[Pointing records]
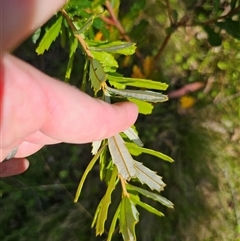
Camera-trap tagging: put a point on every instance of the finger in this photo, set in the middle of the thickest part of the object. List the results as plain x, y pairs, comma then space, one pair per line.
20, 18
58, 110
13, 167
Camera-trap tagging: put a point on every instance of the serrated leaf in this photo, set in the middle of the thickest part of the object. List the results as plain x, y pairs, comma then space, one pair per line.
148, 177
136, 82
146, 206
86, 25
102, 165
118, 47
132, 135
152, 195
50, 35
143, 107
105, 202
139, 150
149, 96
97, 75
113, 223
72, 51
107, 61
88, 169
121, 157
128, 218
95, 146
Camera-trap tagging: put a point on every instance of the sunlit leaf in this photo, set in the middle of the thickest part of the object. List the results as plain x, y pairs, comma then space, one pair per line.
95, 146
152, 195
119, 47
121, 157
97, 74
50, 35
148, 177
73, 47
139, 150
145, 206
128, 218
107, 61
88, 169
113, 224
105, 202
132, 135
136, 82
149, 96
143, 107
86, 25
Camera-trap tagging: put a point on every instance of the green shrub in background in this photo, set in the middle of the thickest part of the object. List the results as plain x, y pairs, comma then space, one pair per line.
178, 43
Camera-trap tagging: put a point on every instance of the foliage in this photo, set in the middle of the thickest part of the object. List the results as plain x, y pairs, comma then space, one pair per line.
180, 43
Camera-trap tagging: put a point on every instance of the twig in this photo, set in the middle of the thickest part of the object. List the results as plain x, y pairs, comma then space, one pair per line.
232, 12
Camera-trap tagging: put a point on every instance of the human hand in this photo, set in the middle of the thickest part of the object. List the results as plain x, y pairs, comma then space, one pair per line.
37, 110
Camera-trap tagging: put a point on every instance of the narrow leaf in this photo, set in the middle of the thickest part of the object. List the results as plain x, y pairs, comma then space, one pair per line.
128, 218
149, 96
146, 206
105, 202
143, 107
95, 146
152, 195
119, 47
138, 150
50, 35
121, 157
135, 82
107, 61
88, 169
97, 75
148, 177
113, 224
132, 135
72, 51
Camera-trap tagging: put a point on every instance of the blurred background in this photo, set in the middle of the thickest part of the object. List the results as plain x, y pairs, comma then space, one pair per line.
194, 46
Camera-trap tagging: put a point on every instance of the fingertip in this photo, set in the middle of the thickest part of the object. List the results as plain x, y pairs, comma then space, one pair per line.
14, 166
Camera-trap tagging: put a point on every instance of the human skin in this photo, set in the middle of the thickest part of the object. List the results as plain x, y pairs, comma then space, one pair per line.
37, 110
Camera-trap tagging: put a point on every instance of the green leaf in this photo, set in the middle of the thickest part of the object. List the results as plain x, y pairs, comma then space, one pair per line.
143, 107
136, 82
88, 169
50, 35
132, 135
139, 150
102, 165
104, 204
145, 206
149, 96
72, 51
118, 47
107, 61
97, 75
95, 146
86, 25
121, 157
128, 218
148, 177
113, 224
152, 195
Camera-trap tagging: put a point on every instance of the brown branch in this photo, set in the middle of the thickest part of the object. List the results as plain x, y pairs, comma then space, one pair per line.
232, 12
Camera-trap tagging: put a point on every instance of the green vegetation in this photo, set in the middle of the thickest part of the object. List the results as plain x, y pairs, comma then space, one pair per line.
191, 47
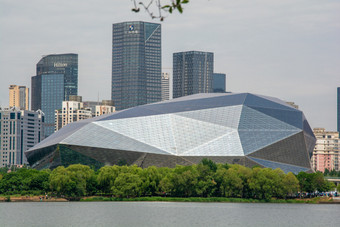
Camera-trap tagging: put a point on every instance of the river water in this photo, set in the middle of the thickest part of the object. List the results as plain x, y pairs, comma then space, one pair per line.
166, 214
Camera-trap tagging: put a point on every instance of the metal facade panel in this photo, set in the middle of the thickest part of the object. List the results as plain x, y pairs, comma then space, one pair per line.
254, 120
257, 101
254, 140
224, 116
226, 145
285, 167
94, 135
156, 131
293, 118
291, 150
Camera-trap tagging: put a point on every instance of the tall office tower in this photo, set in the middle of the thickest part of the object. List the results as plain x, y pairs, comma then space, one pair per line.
338, 113
219, 82
326, 151
165, 86
192, 73
19, 131
18, 97
136, 64
56, 80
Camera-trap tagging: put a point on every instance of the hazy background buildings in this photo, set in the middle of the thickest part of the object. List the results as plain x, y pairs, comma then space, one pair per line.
136, 63
192, 73
288, 49
19, 97
19, 131
56, 79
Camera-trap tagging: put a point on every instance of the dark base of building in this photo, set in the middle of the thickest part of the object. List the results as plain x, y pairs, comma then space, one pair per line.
65, 155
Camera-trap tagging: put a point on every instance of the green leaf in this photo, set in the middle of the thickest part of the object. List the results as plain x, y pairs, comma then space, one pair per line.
179, 7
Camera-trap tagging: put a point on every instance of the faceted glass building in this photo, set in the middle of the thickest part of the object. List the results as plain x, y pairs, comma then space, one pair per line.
192, 73
219, 82
136, 64
56, 80
243, 128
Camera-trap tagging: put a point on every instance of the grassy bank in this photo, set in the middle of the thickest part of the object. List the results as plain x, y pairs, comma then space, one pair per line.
199, 199
19, 198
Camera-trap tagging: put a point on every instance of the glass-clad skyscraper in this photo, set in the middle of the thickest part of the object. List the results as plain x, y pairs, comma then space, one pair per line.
55, 81
136, 64
338, 108
192, 73
219, 82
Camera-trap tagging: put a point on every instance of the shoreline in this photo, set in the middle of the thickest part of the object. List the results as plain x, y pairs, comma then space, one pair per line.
317, 200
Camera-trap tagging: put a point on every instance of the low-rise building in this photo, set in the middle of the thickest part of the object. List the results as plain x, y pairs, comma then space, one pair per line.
19, 131
326, 151
71, 111
100, 108
75, 111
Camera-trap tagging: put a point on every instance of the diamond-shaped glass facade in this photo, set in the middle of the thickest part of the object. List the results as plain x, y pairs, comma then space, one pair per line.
241, 128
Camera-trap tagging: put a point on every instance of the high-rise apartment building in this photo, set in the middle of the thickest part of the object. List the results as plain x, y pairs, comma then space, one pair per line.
71, 111
338, 108
18, 97
219, 82
100, 108
192, 73
19, 131
165, 86
55, 82
136, 63
326, 151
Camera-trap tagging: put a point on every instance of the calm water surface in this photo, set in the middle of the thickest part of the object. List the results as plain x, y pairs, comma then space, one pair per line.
166, 214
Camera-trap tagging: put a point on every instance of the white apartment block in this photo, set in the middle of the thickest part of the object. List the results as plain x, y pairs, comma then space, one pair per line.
71, 111
19, 131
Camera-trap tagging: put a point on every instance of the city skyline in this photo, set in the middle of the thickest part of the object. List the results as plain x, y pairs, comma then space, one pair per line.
136, 63
288, 50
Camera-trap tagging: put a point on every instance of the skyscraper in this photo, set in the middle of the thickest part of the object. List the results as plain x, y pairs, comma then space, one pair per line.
218, 82
56, 80
338, 113
192, 73
19, 131
165, 86
136, 64
18, 97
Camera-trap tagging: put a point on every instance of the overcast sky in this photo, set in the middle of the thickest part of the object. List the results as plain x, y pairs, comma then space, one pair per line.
287, 49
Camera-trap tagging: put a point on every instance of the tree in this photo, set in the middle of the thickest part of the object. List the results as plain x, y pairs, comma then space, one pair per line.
151, 178
127, 185
230, 183
205, 178
306, 182
171, 7
106, 178
184, 180
266, 183
290, 184
71, 181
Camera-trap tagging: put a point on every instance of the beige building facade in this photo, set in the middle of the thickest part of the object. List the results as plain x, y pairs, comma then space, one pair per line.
326, 151
71, 111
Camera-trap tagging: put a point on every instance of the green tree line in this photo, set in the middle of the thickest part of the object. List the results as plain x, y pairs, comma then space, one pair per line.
206, 179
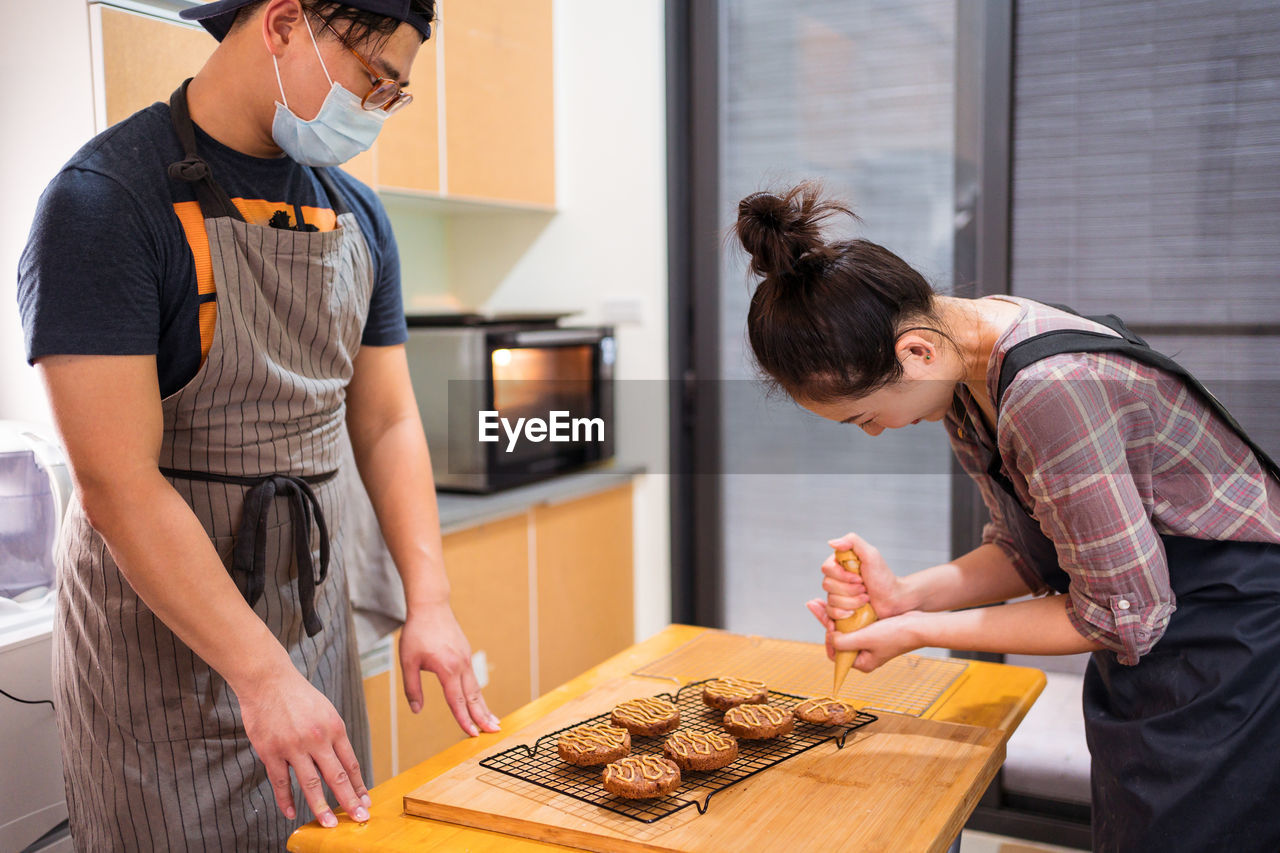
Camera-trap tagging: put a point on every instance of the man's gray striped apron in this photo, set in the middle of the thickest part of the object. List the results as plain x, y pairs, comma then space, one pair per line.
154, 749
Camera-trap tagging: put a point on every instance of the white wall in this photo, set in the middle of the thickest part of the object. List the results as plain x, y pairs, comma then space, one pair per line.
603, 252
41, 133
606, 242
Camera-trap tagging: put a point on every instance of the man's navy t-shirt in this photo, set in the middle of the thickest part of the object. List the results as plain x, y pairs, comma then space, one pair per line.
110, 264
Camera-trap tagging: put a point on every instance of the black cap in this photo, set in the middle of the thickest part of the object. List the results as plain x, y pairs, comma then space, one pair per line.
219, 16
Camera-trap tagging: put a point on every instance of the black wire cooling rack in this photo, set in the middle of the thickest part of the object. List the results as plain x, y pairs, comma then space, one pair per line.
540, 763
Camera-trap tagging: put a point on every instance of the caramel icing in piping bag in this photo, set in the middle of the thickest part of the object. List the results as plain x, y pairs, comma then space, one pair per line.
863, 617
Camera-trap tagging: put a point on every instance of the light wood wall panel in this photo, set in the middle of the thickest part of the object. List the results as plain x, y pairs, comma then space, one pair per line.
378, 693
408, 147
488, 569
584, 557
499, 100
145, 59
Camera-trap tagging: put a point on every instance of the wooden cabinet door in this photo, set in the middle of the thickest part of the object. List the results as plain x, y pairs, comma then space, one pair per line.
488, 570
584, 559
145, 59
408, 146
498, 100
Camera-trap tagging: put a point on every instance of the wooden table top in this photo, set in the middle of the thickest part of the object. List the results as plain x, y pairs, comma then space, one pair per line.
991, 696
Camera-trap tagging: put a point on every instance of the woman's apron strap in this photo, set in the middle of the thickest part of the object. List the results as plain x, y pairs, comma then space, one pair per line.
1048, 343
248, 553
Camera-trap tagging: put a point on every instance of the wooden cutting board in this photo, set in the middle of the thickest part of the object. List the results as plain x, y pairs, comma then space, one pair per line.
900, 784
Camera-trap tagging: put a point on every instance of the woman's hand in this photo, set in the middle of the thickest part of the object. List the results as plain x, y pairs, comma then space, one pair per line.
874, 583
877, 643
432, 639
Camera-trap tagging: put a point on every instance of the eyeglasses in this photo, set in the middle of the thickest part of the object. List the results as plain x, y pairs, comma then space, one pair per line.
384, 94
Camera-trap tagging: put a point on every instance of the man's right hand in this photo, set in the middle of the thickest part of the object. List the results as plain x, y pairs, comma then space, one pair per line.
293, 726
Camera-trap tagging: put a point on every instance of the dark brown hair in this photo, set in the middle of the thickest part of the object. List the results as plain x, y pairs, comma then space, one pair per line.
359, 28
824, 320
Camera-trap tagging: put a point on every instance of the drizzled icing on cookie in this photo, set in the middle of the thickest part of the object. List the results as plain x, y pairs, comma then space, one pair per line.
629, 770
702, 743
757, 715
735, 688
647, 710
598, 737
824, 705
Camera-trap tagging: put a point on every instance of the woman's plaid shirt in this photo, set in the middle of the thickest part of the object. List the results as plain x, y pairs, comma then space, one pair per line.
1110, 454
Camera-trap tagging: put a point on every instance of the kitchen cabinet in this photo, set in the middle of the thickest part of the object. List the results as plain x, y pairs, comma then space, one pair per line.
584, 584
407, 151
142, 59
498, 99
488, 570
542, 594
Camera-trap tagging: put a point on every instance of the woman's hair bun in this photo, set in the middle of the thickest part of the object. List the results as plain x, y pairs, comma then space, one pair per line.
778, 231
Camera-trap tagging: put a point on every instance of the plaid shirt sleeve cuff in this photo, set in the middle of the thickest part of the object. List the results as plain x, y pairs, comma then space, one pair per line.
995, 534
1123, 623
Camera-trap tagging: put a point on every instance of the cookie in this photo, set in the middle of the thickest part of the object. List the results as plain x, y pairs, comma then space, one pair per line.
826, 711
647, 716
641, 778
758, 721
595, 744
727, 693
700, 749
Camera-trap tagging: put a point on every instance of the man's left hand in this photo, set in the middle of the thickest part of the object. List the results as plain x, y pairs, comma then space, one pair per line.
432, 639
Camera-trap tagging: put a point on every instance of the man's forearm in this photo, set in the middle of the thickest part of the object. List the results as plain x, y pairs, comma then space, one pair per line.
169, 561
982, 576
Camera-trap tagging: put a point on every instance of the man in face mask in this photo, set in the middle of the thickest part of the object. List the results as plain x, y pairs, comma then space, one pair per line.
211, 306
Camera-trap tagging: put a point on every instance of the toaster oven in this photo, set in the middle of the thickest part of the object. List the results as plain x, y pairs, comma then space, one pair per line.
507, 401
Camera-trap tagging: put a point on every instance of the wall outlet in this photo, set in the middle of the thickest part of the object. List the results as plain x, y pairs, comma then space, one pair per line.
622, 311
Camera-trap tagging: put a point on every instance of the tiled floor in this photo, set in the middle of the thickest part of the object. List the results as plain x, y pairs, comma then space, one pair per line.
972, 842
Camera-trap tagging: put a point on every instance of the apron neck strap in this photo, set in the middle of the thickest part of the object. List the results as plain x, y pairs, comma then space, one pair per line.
214, 201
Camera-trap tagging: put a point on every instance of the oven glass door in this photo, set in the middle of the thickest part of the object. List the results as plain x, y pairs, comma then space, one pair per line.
553, 386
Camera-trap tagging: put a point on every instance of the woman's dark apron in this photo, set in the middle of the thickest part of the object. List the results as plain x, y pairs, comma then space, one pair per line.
154, 748
1185, 744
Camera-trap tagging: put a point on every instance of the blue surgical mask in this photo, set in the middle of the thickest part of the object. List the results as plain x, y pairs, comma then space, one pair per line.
339, 131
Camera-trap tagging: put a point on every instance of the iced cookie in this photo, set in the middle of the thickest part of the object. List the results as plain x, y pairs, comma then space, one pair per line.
700, 749
647, 716
727, 693
758, 721
641, 778
826, 712
594, 744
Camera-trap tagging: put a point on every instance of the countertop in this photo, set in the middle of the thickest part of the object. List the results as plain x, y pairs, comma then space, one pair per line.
460, 511
991, 696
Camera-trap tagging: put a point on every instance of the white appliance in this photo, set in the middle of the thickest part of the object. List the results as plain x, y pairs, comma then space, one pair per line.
35, 487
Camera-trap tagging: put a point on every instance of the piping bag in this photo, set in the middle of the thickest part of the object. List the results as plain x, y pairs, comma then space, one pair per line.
862, 617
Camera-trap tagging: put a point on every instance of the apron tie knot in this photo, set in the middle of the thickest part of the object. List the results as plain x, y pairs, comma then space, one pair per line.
248, 553
190, 169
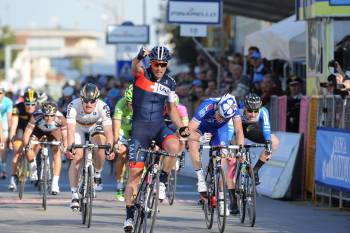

**What the exercise asks:**
Pull out every line of the records above that contains the string "piping", and copy each one in full.

**Correct answer:**
Camera-trap tagging: put a point on every instance of the caramel icing in piping bag in this photo, set in the middle of the thickest part of the object. List the results as plain x, y pairs, comma then space, one pair per line.
Camera-trap tagging: put a point on every instance of the piping bag in this photo, set in the middle of the thickest part of the object. List the results as plain x, y pairs, comma then space, one pair per line.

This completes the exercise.